TASK REQUIREMENTS -> Copy out each line of the material below with no changes.

AVAILABLE DATA ->
—————

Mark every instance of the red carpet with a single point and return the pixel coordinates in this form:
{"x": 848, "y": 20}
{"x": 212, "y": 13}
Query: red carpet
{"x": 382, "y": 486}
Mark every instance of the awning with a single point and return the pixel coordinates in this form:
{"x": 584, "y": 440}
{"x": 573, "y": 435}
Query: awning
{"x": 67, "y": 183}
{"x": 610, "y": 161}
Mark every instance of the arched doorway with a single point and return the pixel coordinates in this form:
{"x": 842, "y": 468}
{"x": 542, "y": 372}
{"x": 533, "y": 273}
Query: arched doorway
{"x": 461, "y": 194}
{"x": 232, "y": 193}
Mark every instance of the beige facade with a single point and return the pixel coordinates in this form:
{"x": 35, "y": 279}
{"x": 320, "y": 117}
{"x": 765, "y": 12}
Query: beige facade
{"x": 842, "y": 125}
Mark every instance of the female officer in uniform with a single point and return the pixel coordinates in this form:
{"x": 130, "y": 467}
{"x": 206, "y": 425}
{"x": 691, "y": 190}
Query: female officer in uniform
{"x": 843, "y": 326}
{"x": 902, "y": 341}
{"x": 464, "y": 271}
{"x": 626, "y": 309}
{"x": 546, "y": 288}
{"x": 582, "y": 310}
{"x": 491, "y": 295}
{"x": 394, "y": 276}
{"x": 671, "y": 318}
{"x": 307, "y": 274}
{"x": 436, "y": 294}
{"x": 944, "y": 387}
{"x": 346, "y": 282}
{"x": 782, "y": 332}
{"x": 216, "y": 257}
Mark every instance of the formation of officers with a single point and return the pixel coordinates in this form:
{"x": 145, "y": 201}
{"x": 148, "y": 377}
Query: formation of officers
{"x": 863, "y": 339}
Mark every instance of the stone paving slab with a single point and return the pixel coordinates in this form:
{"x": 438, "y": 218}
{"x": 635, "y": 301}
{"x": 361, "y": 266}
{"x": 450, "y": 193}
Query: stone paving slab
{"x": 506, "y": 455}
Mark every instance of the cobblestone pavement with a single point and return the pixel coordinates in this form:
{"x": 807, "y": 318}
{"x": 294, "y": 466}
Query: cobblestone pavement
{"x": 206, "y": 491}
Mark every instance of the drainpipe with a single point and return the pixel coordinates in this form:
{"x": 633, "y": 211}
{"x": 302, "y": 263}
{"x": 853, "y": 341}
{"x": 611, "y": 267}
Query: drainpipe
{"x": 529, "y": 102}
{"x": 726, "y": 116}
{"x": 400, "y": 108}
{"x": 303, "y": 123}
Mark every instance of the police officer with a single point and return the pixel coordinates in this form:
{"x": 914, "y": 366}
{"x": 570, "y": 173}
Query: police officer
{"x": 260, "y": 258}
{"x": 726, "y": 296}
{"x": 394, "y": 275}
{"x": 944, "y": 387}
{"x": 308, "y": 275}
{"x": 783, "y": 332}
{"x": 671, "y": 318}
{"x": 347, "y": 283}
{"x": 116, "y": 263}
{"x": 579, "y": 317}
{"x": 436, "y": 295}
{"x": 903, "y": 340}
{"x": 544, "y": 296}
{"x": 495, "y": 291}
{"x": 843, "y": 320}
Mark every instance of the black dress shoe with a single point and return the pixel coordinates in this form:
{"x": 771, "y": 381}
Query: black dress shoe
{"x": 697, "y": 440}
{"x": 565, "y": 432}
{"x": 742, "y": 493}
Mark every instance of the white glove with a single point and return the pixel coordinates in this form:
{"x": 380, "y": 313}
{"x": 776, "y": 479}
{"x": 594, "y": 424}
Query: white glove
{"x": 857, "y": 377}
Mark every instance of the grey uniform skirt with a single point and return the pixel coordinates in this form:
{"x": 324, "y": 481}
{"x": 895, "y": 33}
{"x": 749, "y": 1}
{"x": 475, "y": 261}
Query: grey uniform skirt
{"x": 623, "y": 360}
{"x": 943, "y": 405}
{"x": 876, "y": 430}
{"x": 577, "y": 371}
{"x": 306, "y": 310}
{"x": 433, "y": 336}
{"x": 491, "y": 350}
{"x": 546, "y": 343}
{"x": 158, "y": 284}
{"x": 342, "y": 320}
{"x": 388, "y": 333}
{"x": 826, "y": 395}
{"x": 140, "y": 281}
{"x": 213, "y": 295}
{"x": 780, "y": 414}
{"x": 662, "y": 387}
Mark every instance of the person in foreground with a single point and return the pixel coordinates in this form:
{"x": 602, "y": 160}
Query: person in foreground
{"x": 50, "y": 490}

—————

RESPONSE ->
Mark every instance of the red carpet with a single point and return the pixel coordinates in this form:
{"x": 848, "y": 20}
{"x": 212, "y": 13}
Query: red carpet
{"x": 382, "y": 486}
Mark every instance of the awning with a single point and return the pixel coordinates in this form:
{"x": 584, "y": 440}
{"x": 573, "y": 435}
Query: awning
{"x": 67, "y": 183}
{"x": 610, "y": 161}
Mark every instance of the arched doorway with a single point and return the pixel coordinates in this form:
{"x": 842, "y": 468}
{"x": 542, "y": 372}
{"x": 533, "y": 273}
Query: arched doorway
{"x": 461, "y": 194}
{"x": 232, "y": 193}
Mark every instance of the beige facade with a single point and return the pixel coordinates in this form:
{"x": 35, "y": 279}
{"x": 320, "y": 117}
{"x": 765, "y": 12}
Query: beige facade
{"x": 842, "y": 125}
Mark every instance of the female officer in uniform with a single point and return the pixel coordinates in this form:
{"x": 130, "y": 467}
{"x": 206, "y": 425}
{"x": 691, "y": 190}
Query: female officer in uniform
{"x": 843, "y": 326}
{"x": 902, "y": 341}
{"x": 464, "y": 271}
{"x": 626, "y": 309}
{"x": 546, "y": 288}
{"x": 582, "y": 310}
{"x": 491, "y": 295}
{"x": 394, "y": 276}
{"x": 671, "y": 318}
{"x": 307, "y": 274}
{"x": 436, "y": 294}
{"x": 944, "y": 387}
{"x": 346, "y": 282}
{"x": 782, "y": 332}
{"x": 216, "y": 257}
Mark every instance of the formation of officers with a single point and return the pixel coordinates in this form:
{"x": 145, "y": 201}
{"x": 148, "y": 377}
Query: formation of officers
{"x": 863, "y": 339}
Mark every instance of the stone paving slab with a single point and return the pixel coordinates in this form:
{"x": 438, "y": 218}
{"x": 635, "y": 301}
{"x": 361, "y": 266}
{"x": 450, "y": 193}
Query: stone paving slab
{"x": 506, "y": 455}
Mark every instance of the cobblestone pavement with a single point and return the pixel coordinates in this form:
{"x": 807, "y": 318}
{"x": 294, "y": 466}
Query: cobblestone pavement
{"x": 206, "y": 491}
Mark every instance of the drainpipe with a single point and return the pixel coordinates in this form:
{"x": 633, "y": 211}
{"x": 302, "y": 263}
{"x": 853, "y": 341}
{"x": 611, "y": 267}
Query: drainpipe
{"x": 529, "y": 102}
{"x": 726, "y": 116}
{"x": 400, "y": 108}
{"x": 303, "y": 123}
Mark every instance of the police officer with a single point and return the pixel coordinates in this form:
{"x": 914, "y": 366}
{"x": 570, "y": 173}
Query: police officer
{"x": 260, "y": 258}
{"x": 726, "y": 296}
{"x": 394, "y": 275}
{"x": 944, "y": 387}
{"x": 308, "y": 275}
{"x": 783, "y": 332}
{"x": 671, "y": 318}
{"x": 347, "y": 283}
{"x": 116, "y": 263}
{"x": 579, "y": 317}
{"x": 436, "y": 295}
{"x": 903, "y": 340}
{"x": 544, "y": 296}
{"x": 495, "y": 291}
{"x": 843, "y": 320}
Mark every instance of the black dress shoe with a single point and return the pixel coordinates in this form:
{"x": 771, "y": 381}
Query: black dress shoe
{"x": 697, "y": 440}
{"x": 565, "y": 432}
{"x": 742, "y": 493}
Mark every instance of the white glove with a single point and return the pixel coordinates in this form:
{"x": 380, "y": 313}
{"x": 776, "y": 479}
{"x": 594, "y": 424}
Query: white glove
{"x": 857, "y": 377}
Mark every instance of the grey uniform skirt with a single point and return the pixel coordinates in this form:
{"x": 324, "y": 481}
{"x": 895, "y": 33}
{"x": 749, "y": 1}
{"x": 475, "y": 261}
Query: grey uniform skirt
{"x": 623, "y": 360}
{"x": 943, "y": 405}
{"x": 876, "y": 430}
{"x": 577, "y": 371}
{"x": 306, "y": 310}
{"x": 433, "y": 336}
{"x": 491, "y": 350}
{"x": 546, "y": 343}
{"x": 158, "y": 284}
{"x": 342, "y": 320}
{"x": 388, "y": 333}
{"x": 826, "y": 395}
{"x": 140, "y": 281}
{"x": 213, "y": 295}
{"x": 780, "y": 414}
{"x": 662, "y": 387}
Mark every instance of the person in foreground with a single point and return the pixel coordinates in this form:
{"x": 602, "y": 160}
Query: person in foreground
{"x": 50, "y": 490}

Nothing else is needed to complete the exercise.